### DIRECTIONS FOR THIS TASK:
Produce a word-for-word copy of the data below.

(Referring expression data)

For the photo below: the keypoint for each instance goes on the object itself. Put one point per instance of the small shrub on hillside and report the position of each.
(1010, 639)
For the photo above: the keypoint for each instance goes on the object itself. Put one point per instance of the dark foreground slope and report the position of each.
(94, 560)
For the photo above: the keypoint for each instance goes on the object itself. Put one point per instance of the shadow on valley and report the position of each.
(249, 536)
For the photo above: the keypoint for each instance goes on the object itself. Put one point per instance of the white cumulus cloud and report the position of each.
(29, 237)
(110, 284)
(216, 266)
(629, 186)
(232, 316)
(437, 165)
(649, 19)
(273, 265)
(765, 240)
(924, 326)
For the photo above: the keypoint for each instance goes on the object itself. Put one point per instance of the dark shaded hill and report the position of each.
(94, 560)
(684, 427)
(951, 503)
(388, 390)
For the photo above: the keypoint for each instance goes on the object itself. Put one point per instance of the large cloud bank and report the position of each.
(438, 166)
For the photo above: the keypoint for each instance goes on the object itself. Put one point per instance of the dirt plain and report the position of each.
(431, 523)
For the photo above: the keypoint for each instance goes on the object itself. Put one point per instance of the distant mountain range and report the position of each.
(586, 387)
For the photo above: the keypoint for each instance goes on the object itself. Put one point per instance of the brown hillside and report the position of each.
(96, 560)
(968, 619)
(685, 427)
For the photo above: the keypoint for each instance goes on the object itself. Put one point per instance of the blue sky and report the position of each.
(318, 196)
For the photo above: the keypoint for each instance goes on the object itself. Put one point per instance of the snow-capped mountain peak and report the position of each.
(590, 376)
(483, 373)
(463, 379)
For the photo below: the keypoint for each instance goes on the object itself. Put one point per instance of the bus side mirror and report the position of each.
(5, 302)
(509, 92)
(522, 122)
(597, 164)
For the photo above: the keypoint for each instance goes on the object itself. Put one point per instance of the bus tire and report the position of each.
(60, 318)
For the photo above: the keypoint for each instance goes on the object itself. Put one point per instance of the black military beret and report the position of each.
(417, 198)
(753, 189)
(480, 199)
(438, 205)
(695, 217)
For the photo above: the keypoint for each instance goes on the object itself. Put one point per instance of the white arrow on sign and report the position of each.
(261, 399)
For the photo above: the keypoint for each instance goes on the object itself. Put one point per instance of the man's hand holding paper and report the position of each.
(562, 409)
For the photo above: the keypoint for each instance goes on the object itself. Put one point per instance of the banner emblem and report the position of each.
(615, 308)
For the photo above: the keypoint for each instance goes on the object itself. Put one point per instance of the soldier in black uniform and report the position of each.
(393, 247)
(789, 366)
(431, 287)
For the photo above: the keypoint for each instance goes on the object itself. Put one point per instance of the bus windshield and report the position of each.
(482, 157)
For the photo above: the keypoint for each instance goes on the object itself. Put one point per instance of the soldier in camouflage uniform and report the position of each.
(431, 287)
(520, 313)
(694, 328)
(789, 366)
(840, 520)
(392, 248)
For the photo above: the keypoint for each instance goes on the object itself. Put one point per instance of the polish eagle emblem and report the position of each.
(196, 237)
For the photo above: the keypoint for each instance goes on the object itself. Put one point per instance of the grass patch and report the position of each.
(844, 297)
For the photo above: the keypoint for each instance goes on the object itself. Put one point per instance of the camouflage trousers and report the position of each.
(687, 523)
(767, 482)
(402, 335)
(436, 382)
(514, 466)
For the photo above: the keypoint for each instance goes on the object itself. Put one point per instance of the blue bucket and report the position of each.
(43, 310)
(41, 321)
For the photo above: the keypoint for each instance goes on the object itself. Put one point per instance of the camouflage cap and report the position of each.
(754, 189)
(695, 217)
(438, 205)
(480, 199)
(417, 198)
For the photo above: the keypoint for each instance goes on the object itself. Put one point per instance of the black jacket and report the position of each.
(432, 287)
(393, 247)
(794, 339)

### WRITTEN RESPONSE:
For the photo below: the keypoint for each instance goes on the object itself. Put one point per instance of the small shrub on hillside and report the position of each.
(1010, 639)
For the photo above: the keypoint for each instance goes on the object itself. Put one point per instance of the dark foreground slope and report the position of each.
(94, 560)
For the photo above: the keypoint for each instance goes on the object itself. Put one point per instance of the shadow on valley and report the position of each.
(249, 536)
For the photo above: the keypoint for each instance goes on the object itself. Put one point per instance of the white cumulus cloud and report the position of each.
(29, 237)
(110, 284)
(216, 266)
(629, 186)
(232, 316)
(437, 165)
(649, 19)
(273, 265)
(765, 240)
(924, 326)
For the photo above: the keypoint for each instance goes on the object itself. Put one point per instance of the dark shaded hill and report the position of each.
(94, 560)
(684, 427)
(951, 503)
(388, 390)
For the photo above: the keypoint for each instance goes on the object itself. Put one point per instance of the large cloud bank and report the position of each.
(438, 166)
For the photo above: the keypoint for each instance goes on the object itself. Put one point per instance of the dirt plain and report the position of each.
(431, 523)
For the photo above: the keypoint for each instance goes on the object itself. Put one point per instance of the distant mountain range and report the position of each.
(586, 387)
For the photo above: the keypoint for each instance goes on the object itself. Put one point per instance of the brown hillside and report the position of each.
(96, 560)
(968, 619)
(685, 427)
For the photo above: the keypoint for each instance goes on the object itself. Put one point per instance of the blue sky and report the position of each.
(318, 196)
For the photo above: the keypoint for each instance goes on the object itself. Put one point per instance of the snow-capped mountain peak and report the position of each.
(590, 376)
(483, 373)
(463, 379)
For the photo below: the keypoint for each instance goes on the object itself. Put one point per instance of the bus side mirror and report the position of each.
(5, 302)
(509, 92)
(522, 122)
(597, 164)
For the photo above: the keypoint for each instance goes on the object itself. Put one point per instance of the bus tire and report the position of each.
(60, 318)
For the photo above: the keypoint for each instance goes on the object itself. Put one point per instance of the black military beret and report the position of each.
(417, 198)
(753, 189)
(480, 199)
(438, 205)
(695, 217)
For the photo above: the keypoint for each instance goes on the object itself. Put one point per instance of the white arrow on sign and report the position of each.
(261, 399)
For the photo above: the keypoint for each instance goes on the object itself. Put one point per instance of the man's hand holding paper and report the position of each.
(562, 409)
For the photo above: the keypoint for each instance goes on the object itself. Put one point per instance of the banner emblem and report the position of each.
(615, 308)
For the photo above: the keypoint for each instance goes on the object itself. Put one point per instance of the soldier in black uniform and report the position of each.
(393, 247)
(789, 366)
(431, 287)
For the photo above: the keypoint for each instance goes on the object itself. Put one point per instance of the bus windshield and report the position of each.
(482, 157)
For the photo above: the keypoint for each instance goes on the object itself. Put one point per instance of the soldier in camouflage uniform and report the position of each.
(431, 287)
(520, 313)
(694, 328)
(789, 366)
(840, 520)
(392, 248)
For the photo above: the keypoint for each instance goes on the object itself. Put one point per instance of the polish eagle emblem and report the position of each.
(196, 237)
For the photo above: the keypoint for each instance goes on the object itself. Put one point per instance of the grass patch and report the position of each.
(844, 297)
For the photo above: the keypoint for each instance goes on the object itself. Put one point per instance of the camouflage trousers and report the position of each.
(687, 523)
(767, 482)
(402, 335)
(436, 382)
(514, 466)
For the photo above: the keypoint for each instance goes on the object itself. Put one point per instance of the blue bucket and report the position of each.
(43, 310)
(41, 321)
For the photo above: the keypoint for each instance goes on the object itself. Put one point per instance of the camouflage cap and report the position of each.
(754, 189)
(695, 217)
(438, 205)
(480, 199)
(417, 198)
For the photo above: the keypoint for each instance goes on the object itself. Put one point per instance of the black jacket and report the position of each.
(432, 287)
(393, 247)
(794, 339)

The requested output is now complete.